*What needs to be done*
Arrange the lines below as a JSON list of strings with one string per line, omitting any blank lines.

[Excerpts from location labeling data]
_ _ _
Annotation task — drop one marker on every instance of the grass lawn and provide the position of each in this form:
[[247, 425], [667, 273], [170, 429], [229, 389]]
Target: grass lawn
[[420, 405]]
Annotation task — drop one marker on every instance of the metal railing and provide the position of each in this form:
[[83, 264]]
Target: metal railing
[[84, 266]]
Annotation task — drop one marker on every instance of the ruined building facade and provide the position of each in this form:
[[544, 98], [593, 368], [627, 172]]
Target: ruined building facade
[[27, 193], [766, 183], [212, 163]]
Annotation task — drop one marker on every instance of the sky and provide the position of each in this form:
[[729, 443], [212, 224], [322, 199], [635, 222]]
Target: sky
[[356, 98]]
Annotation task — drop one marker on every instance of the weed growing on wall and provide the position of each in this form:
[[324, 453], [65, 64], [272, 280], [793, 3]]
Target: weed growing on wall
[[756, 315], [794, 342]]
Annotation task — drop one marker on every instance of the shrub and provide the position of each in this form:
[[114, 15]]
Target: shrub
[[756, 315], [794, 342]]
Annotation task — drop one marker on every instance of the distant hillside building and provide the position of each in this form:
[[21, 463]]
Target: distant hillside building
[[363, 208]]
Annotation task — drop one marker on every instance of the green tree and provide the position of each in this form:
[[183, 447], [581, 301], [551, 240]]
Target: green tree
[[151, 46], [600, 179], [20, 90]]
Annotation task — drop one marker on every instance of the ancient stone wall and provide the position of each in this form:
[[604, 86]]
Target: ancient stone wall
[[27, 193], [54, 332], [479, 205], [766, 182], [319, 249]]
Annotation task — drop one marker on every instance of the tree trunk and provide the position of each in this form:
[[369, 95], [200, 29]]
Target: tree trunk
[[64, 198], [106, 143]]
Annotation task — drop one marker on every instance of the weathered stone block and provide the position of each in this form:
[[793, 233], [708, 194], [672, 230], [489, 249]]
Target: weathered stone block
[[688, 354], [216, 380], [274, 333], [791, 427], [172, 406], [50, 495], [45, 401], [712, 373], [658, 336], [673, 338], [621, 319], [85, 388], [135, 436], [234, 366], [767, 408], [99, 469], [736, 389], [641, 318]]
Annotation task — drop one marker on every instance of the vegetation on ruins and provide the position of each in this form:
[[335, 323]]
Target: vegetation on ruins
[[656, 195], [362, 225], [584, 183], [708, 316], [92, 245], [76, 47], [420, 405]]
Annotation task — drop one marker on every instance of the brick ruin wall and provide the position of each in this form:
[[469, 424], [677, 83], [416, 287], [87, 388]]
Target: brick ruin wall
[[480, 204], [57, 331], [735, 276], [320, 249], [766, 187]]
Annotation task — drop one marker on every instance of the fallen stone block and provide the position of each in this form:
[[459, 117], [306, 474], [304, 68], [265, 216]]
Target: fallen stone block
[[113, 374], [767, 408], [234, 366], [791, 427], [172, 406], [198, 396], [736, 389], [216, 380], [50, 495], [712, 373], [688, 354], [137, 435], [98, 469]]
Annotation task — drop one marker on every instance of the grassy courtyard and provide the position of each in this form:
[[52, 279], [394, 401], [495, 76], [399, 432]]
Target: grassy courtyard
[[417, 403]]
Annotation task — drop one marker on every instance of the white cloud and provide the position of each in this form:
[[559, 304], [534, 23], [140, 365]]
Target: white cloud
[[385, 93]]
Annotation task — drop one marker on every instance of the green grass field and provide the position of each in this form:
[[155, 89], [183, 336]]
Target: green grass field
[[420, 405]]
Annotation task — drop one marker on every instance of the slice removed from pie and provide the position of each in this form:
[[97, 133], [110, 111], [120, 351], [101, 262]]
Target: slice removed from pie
_ _ _
*Output of the exercise*
[
  "Annotation task — drop one marker on every instance of the grass lawn and provide the position of each in this form:",
  "[[247, 425], [667, 273], [170, 429], [229, 389]]",
  "Target: grass lawn",
  "[[420, 405]]",
  "Annotation task — drop one marker on every instance of the metal railing and provide the position of each in this form:",
  "[[83, 264]]",
  "Target: metal railing",
  "[[84, 266]]",
  "Annotation task — drop one marker on every instance of the ruined building facade and provide the position of each in this form:",
  "[[544, 98], [593, 368], [627, 172]]",
  "Target: ruined building facade",
  "[[27, 193], [766, 183], [212, 163]]",
  "Annotation task — drop one marker on every instance of the sky and provide the position of each in this form:",
  "[[729, 443], [212, 224], [322, 199], [635, 222]]",
  "Target: sky",
  "[[356, 98]]",
  "Annotation task — drop one marker on every instance of the weed growing on wall and provide the position of each in this form:",
  "[[324, 453], [65, 64], [272, 280], [793, 3]]",
  "Target: weed growing on wall",
  "[[756, 315], [794, 342]]",
  "Annotation task — drop one marker on every instance of the shrub and provide the position of each in this form:",
  "[[114, 15]]",
  "Target: shrub",
  "[[756, 315], [794, 342]]",
  "Annotation task — drop one marker on every instance of the distant hillside building and provide the position of each in this form:",
  "[[21, 463]]",
  "Target: distant hillside building",
  "[[363, 208]]",
  "Annotation task — drop one marker on every instance of the green tree and provide the position of each in this form:",
  "[[183, 447], [581, 301], [551, 240]]",
  "Target: green tree",
  "[[151, 46], [600, 179], [20, 90]]",
  "Annotation task — drop one marker on every instance of the ancient stone wall and provide the position of each in this form:",
  "[[604, 86]]",
  "Target: ancient stone wall",
  "[[27, 193], [54, 332], [479, 205], [766, 182], [319, 249]]",
  "Annotation task — drop one marker on every instance of the tree trunk and provide the position of each in this form:",
  "[[369, 95], [200, 29]]",
  "Target: tree trunk",
  "[[64, 198], [106, 143]]",
  "Annotation task — drop one marker on every instance of the weathered stone block and provide the position of each in this form:",
  "[[793, 233], [708, 194], [672, 230], [489, 249]]",
  "Target: weathered stone block",
  "[[688, 354], [216, 380], [274, 333], [791, 427], [172, 406], [50, 495], [45, 401], [712, 373], [658, 336], [673, 338], [621, 319], [85, 388], [135, 436], [234, 366], [767, 408], [99, 469], [736, 389], [641, 318]]",
  "Annotation task — drop one marker on every instance of the vegetation on ruins and provide the position of each in this form:",
  "[[335, 323]]",
  "Target: vegetation on ruins",
  "[[656, 195], [362, 225], [584, 183], [708, 316], [92, 245], [76, 47], [420, 405]]",
  "Annotation task — drop one marker on every instance of the brick ruin wall and provide the position of each in this form:",
  "[[469, 424], [677, 83], [416, 287], [87, 388]]",
  "Target: brick ruin wall",
  "[[480, 204], [57, 331], [735, 276], [320, 249], [766, 187]]",
  "Annotation task — drop one marker on every instance of the fallen stone block and provide the position of each in this form:",
  "[[459, 117], [306, 474], [304, 68], [265, 216]]",
  "Target: fallen stone block",
  "[[113, 374], [767, 408], [234, 366], [791, 427], [172, 406], [198, 396], [736, 389], [216, 380], [50, 495], [712, 373], [688, 354], [137, 435], [98, 469]]",
  "Annotation task — drop one marker on every instance of the grassy courtyard and provide the position of each in this form:",
  "[[52, 279], [394, 401], [495, 76], [399, 432]]",
  "Target: grassy courtyard",
  "[[417, 403]]",
  "Annotation task — drop one marker on every instance of the white cloud and provide the position of each in this form:",
  "[[559, 304], [534, 23], [140, 365]]",
  "Target: white cloud",
  "[[385, 93]]",
  "Annotation task — drop one marker on every instance of the green grass field and provide the position of each in this form:",
  "[[155, 89], [183, 336]]",
  "Target: green grass field",
  "[[420, 405]]",
  "Annotation task — drop one marker on every instance of the slice removed from pie and provide the position of each in this form:",
  "[[97, 133], [110, 111], [120, 351], [101, 262]]",
  "Target: slice removed from pie"
]